-- START OF SUPPLIED DATA --

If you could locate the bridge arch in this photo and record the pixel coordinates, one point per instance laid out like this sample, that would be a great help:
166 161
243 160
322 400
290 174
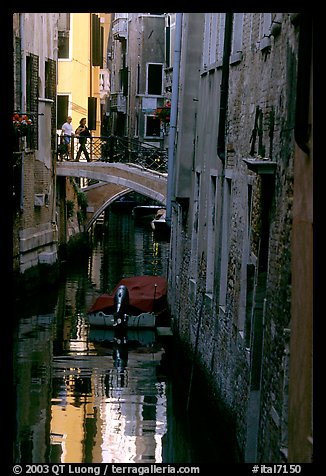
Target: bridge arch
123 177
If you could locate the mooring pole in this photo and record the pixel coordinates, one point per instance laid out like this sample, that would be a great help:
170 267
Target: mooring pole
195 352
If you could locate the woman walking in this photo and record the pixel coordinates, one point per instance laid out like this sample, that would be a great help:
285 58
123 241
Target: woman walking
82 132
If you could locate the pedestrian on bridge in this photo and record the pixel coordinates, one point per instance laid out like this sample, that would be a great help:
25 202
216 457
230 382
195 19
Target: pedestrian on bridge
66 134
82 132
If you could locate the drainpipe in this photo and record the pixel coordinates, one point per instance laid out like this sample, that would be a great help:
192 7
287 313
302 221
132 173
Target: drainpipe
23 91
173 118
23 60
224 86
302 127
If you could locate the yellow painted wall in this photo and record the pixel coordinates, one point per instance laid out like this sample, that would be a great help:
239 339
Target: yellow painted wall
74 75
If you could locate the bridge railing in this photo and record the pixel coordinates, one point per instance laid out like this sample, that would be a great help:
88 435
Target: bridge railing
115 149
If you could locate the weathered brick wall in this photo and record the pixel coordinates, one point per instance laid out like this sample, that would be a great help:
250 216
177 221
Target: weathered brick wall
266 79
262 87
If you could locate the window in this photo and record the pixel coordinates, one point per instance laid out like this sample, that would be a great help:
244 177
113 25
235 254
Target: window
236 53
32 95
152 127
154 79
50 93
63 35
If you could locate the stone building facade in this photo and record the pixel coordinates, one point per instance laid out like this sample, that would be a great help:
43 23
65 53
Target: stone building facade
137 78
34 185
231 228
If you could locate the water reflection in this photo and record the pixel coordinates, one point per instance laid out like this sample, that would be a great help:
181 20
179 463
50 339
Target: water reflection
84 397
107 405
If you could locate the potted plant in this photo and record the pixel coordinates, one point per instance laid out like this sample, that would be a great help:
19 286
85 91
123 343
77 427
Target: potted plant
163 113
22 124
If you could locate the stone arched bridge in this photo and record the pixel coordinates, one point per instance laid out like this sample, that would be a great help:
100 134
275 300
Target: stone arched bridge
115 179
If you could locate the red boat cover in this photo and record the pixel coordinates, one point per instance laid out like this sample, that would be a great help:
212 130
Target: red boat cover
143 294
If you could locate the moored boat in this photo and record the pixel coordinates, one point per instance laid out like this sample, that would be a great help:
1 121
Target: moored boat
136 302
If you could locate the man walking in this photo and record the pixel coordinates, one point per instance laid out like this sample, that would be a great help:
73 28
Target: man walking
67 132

-- END OF SUPPLIED DATA --

Can you reproduce all the entries above with "photo" changed to "image" throughout and everything else left as is? Leave the pictures out of your version.

_WORKED SOLUTION:_
If you could locate the bridge arch in this image and record the pixel coordinates, one point per instance laid out like this sample, that would be a great help:
166 161
243 160
322 400
290 174
Target: bridge arch
123 177
If you could locate the mooring pole in this image and record the pixel coordinates, one point per instance laid out like this sample, that would be a great help:
170 267
Target: mooring pole
195 352
If you could locate the woman walking in this image and record the pixel coordinates, one point per instance laid out like this sample, that would be a great help:
285 58
123 241
Target: woman walking
82 132
If you could locate the pedestrian on bridge in this image and record the pixel coordinates, one point per instance laid out like this sample, that would be a great help:
25 202
216 457
230 382
195 19
Target: pedestrian on bridge
66 134
82 132
If you could locate the drainpipe in this image and record the pixel coordinates, one point per instance laid out like this sample, that would be a great help:
192 7
287 313
302 221
132 173
Target: drainpipe
23 91
173 118
23 60
224 86
302 127
If you could locate the yellow painted wall in this image and record the pixel coordinates, one point per instance laid out like this sample, that would be a great help:
239 339
Target: yellow painted wall
74 75
If you could locate the bridge railing in this image and record the pixel coordinates, one point per instance laid out like this sample, that would be a great help:
88 435
Target: bridge railing
115 149
If you could locate the weathered brick wall in this image and record the pixel coordinates, one point per instance laid out like this sample, that would be a great help:
250 216
177 221
Target: weathered brick wall
266 79
262 87
If you could locate the window in this image and record the pixel coordinates, one point per instance laid out like this sample, that would be a great help:
244 177
113 25
235 254
Target: window
236 53
32 95
152 127
154 79
50 93
63 35
If you could locate the stone building facade in this image and record the pixel coordinates, one point per instance laid out like this sample, that would be a great help:
43 23
65 53
Target: stone building facade
137 78
34 185
231 228
If you could locate the water reflection in this image and record the pixel coordinates, one point per instance laid out like this sample, that would be a great help:
181 20
179 463
50 339
Target: water reflection
84 397
107 405
If you could locate the potted plant in this image and record the pixel coordinates, one point per instance laid out like this sample, that would be a great help:
19 286
85 91
123 343
77 427
Target: potted plant
163 113
22 124
If you could locate the stone arched bridge in this image and record the pixel coordinates, one point per instance laid out like this sample, that would be a great help:
100 134
275 300
Target: stone arched bridge
115 179
If you could locate the red boat cover in this image and record the pixel coordinates, one point per instance laid out like this sample, that would be a great help:
212 130
Target: red boat cover
143 294
If you could locate the moored boat in this image and record the pixel coordinates, one point per instance laid out like this sample, that would be a great help:
1 121
Target: moored boat
136 302
If you could locate the man walking in this image and record the pixel coordinates, one point per instance laid out like this sample, that would be a great help:
73 28
Target: man walking
67 132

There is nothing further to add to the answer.